__Problem description__
Output every entry exactly as given.

** Opening Task data block **

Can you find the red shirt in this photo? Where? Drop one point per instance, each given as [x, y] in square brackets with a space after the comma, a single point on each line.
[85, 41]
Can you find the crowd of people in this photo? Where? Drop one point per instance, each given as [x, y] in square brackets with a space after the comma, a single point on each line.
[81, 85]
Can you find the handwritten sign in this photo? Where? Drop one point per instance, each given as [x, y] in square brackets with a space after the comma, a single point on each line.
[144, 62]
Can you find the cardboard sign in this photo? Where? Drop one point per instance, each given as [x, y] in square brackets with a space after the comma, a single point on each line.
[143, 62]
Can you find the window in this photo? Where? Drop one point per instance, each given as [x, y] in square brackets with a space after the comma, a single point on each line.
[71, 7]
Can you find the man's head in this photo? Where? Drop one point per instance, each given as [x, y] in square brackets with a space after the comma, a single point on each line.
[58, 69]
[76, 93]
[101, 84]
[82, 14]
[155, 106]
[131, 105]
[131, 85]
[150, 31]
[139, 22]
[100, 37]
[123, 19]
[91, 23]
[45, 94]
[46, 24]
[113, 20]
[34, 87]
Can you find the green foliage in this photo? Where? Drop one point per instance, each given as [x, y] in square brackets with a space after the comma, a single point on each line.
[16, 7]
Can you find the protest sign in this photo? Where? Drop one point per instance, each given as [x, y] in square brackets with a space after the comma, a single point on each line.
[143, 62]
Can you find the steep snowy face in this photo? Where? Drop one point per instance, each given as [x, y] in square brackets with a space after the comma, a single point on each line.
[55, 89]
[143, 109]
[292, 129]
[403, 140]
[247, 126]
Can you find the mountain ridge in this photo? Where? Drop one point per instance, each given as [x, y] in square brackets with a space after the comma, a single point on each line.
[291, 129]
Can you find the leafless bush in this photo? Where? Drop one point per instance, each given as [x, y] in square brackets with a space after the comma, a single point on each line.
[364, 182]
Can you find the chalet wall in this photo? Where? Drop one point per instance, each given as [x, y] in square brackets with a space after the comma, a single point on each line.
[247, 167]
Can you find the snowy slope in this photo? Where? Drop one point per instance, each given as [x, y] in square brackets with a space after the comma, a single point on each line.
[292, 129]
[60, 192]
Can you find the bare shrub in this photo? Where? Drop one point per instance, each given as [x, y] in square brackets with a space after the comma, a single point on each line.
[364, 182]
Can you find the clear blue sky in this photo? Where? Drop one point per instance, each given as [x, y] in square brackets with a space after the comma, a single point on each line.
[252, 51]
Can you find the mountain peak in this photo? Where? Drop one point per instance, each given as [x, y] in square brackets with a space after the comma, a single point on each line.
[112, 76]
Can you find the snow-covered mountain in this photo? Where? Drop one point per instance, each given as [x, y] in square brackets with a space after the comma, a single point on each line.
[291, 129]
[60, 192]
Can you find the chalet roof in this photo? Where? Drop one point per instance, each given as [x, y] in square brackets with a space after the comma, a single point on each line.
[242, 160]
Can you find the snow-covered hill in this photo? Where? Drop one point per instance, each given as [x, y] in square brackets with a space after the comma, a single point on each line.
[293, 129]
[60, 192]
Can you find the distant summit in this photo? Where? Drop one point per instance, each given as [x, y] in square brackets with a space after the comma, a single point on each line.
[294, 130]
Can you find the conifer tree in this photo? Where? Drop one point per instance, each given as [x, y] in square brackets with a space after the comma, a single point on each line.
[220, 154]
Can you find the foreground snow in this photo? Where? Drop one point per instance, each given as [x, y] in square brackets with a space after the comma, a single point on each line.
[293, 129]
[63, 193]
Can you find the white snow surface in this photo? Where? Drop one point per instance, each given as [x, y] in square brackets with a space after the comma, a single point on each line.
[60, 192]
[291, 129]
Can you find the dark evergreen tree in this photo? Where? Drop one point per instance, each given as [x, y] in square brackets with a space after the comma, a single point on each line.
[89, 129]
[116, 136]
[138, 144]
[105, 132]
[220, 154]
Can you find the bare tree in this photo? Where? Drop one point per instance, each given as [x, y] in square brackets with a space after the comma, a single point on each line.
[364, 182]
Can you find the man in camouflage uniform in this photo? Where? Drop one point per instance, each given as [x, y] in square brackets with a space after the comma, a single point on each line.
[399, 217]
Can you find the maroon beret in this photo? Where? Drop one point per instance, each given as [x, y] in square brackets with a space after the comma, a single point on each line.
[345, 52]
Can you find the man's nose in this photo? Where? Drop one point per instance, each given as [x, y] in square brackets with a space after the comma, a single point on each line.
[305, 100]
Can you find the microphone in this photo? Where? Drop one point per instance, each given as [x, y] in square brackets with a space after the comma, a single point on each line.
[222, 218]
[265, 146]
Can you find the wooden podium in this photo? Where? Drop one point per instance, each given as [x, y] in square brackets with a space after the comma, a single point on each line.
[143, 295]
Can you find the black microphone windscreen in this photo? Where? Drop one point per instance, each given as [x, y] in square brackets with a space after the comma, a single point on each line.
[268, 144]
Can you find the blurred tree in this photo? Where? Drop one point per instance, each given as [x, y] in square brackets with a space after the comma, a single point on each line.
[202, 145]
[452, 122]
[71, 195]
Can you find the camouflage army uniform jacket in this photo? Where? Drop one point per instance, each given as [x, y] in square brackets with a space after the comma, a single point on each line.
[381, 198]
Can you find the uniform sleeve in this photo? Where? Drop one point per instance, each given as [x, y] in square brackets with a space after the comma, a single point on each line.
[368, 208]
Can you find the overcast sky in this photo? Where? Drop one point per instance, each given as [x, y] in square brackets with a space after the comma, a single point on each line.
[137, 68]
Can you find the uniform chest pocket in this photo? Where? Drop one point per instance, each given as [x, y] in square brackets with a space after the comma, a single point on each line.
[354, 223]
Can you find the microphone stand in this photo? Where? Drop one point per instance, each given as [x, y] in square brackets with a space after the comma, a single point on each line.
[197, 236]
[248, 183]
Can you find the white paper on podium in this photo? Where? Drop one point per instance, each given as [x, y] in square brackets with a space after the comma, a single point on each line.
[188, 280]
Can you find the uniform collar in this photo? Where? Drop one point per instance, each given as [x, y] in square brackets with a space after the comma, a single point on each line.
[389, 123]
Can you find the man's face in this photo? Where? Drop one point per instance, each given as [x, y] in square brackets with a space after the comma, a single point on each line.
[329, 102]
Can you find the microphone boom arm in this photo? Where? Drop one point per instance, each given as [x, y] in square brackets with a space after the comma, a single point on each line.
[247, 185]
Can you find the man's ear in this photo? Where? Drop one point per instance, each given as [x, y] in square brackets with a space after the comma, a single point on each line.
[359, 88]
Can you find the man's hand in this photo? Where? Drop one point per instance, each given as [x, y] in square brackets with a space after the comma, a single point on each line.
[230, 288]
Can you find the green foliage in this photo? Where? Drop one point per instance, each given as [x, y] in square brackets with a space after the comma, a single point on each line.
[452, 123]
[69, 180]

** Closing Task data block **

__Answer box__
Can you find the red shirt in this photo? Where? Drop one point per instance, each given as [x, y] in square brackets with a space after the comma, a single point on each line.
[85, 41]
Can you find the crowd of people in this photo? Where? Drop one point per instance, each given as [x, y] in square brackets with a space after the comma, a single point on each line.
[81, 85]
Can you find the handwritten sign in this photo? Where? Drop one point per instance, each given as [x, y] in square brackets with a space after the comma, a single point on each line.
[144, 62]
Can you find the cardboard sign in this photo? Where? Drop one point per instance, each given as [x, y] in square brackets with a space after the comma, a single point on each line.
[143, 62]
Can you find the window in this photo? Where? Drop one point per instance, each given as [x, y] in square brackets with a space after the comma, a single point on each line.
[71, 7]
Can you find the man's head in this photo? Where? Drop one point per instance, each given as [x, y] in square brackets with a space after the comma, a single point on each line.
[58, 69]
[76, 93]
[101, 84]
[82, 14]
[155, 106]
[131, 105]
[131, 85]
[150, 31]
[139, 22]
[100, 37]
[123, 19]
[91, 23]
[45, 94]
[46, 24]
[113, 20]
[34, 87]
Can you find the green foliage in this photo? Where? Drop one point per instance, each given as [x, y] in square brackets with a space after the comma, a single point on each line.
[16, 7]
Can you find the protest sign in this photo? Where? Drop one point per instance, each given as [x, y] in square brackets with a space after the comma, a single point on each line.
[143, 62]
Can you find the steep snowy face in this photo? Where? Drop one point per instance, each given as [x, y] in square brackets with a space after the comma, a single point on each line.
[55, 89]
[143, 109]
[292, 129]
[403, 140]
[247, 126]
Can you find the mountain ridge in this photo? Where? Drop one point per instance, each given as [x, y] in square brackets with a space after the comma, a single point on each line.
[291, 129]
Can you find the leafless bush in this photo? Where? Drop one point per instance, each given as [x, y] in square brackets with a space after the comma, a single point on each line.
[364, 182]
Can you find the chalet wall in this photo? Where? Drop one point per instance, each given as [x, y] in square brackets with a space after the comma, a single point on each line.
[247, 167]
Can you find the snowy slope in this photo? Where? Drop one point per instance, each given as [x, y] in square brackets with a space after the comma, a single point on each line.
[292, 129]
[60, 192]
Can you find the bare shrub in this photo? Where? Drop one point per instance, each given as [x, y] in square brackets with a space after the comma, a single point on each line.
[364, 182]
Can you find the clear blue sky in this photo? Where? Drop one point per instance, each given as [x, y] in square brackets with a space after the comma, a single point on each line.
[252, 51]
Can you find the mountain peak in this photo? Where? Drop one point per instance, each given as [x, y] in square brackets with a space after the comma, a single point on each line.
[112, 76]
Can you find the snow-covered mountain in this photo? Where? Drop one point per instance, each given as [x, y] in square brackets with a space after the comma, a single point on each line.
[291, 129]
[60, 192]
Can you find the chalet roof in this photo? Where? Drop one point per instance, each given as [x, y] in square brackets with a space after the comma, a single point on each line.
[242, 160]
Can you find the snow-covered hill in this photo? Where? Drop one point per instance, each given as [x, y] in square brackets with a space after the comma, a single point on each line.
[293, 129]
[60, 192]
Can you find the distant summit in this photo? Where? Drop one point per instance, each given as [x, y] in square brackets with a space after the comma, a single point on each line.
[294, 130]
Can you find the conifer tree in this photo? Where? Drop one point per instance, each given as [x, y] in square brackets with a space after the comma, a single point on each line.
[220, 154]
Can you find the foreground snow in this photo? Where? Drop one point per instance, each given as [x, y] in square brackets with a space after the comma, a single point on each line.
[293, 129]
[63, 193]
Can you find the white snow surface in this photo? Where? Drop one point per instance, each given as [x, y] in square brackets with a space after the comma, a single point on each line.
[60, 192]
[291, 129]
Can you find the dark evergreen tree in this photo? Where? Drop one point per instance, each given as [x, y] in square brackets with a space after the comma, a single point on each line.
[89, 129]
[116, 136]
[138, 144]
[105, 132]
[220, 154]
Can you find the bare tree in this photo? Where? Drop one point per instance, each given as [x, y] in square brackets with a space after the comma, a single point on each line.
[364, 182]
Can you find the man in camouflage uniform in this photo? Where? Drop one point per instance, each given as [x, y] in square brackets with a space after the comma, a single point on each line.
[399, 217]
Can you find the maroon beret in this photo? Where? Drop one point per instance, each given as [x, y] in square brackets with a space after the comma, a single point on each line.
[345, 52]
Can you find the man's nose in this photo? Where? Drop one point per instance, each given as [x, y] in square brackets with a space after the comma, a single point on each line.
[305, 100]
Can you find the microphone in this photo? Where? Drop one point per instance, each given as [x, y] in square brackets with a space after the comma, a single point on each line.
[222, 218]
[265, 146]
Can you find the wooden podium in this photo? Where? Drop one point per instance, each given as [x, y] in square brackets with a space after the comma, a single point on each line.
[143, 295]
Can you find the black microphone windscreen in this photo? Where? Drop one point per instance, each given as [x, y] in square brackets with a space after the comma, a single point on each line.
[268, 144]
Can you find the blurred tree in this photo? Where? Drop one point per instance, each given as [x, y] in square brackets with a space after the comma, a single point on each line.
[202, 145]
[452, 122]
[71, 195]
Can you find the camouflage army uniform jacket in this photo? Where? Drop one point per instance, each given as [x, y] in square brackets with a space after the comma, a single point on each line.
[381, 198]
Can you find the uniform sleeve in this photo? Where? Drop one point per instance, each given as [x, y] in square brackets with a space after the comma, a single point on each line.
[368, 208]
Can you find the overcast sky in this photo? Where? Drop one point per instance, each given as [x, y] in square brackets with a space after the comma, a single point on each line.
[137, 68]
Can you find the uniform chest pocket in this photo? Where? Drop one point per instance, each given as [x, y] in square brackets with a space after the comma, a single point on each line.
[354, 223]
Can you find the microphone stand in this photo? Where? Drop one point per instance, each given as [x, y] in square brackets with a space after the comma, a single point on each line.
[197, 236]
[248, 183]
Can you find the white paper on podium in this photo? Where? Drop one point per instance, each given as [x, y] in square brackets with a space after the comma, a single point on each line.
[188, 280]
Can you find the uniform collar in this photo? Where? Drop one point per instance, each given as [x, y] in square brackets with a space after the comma, a single point on each line.
[389, 123]
Can you find the man's face in this photo? Where? Drop one point per instance, each given as [x, y] in square brackets with a space after the comma, a single point on each line.
[329, 102]
Can you find the microphone boom arm in this photo? Where? Drop one point per instance, each given as [x, y] in square brackets with a space after the comma, a single point on each line.
[247, 185]
Can you find the man's ear in this photo? Where? Drop one point per instance, each given as [x, y] in square brackets with a space after the comma, a single point on each line.
[359, 88]
Can you find the man's hand in this photo? Where? Drop one point per instance, each given as [x, y] in square brackets with a space after the comma, a single point on each line.
[230, 288]
Can you find the green foliage in this photo? Where? Drop one point per instance, each given as [x, y] in square brackets with a space after the comma, a single point on each line.
[452, 123]
[69, 180]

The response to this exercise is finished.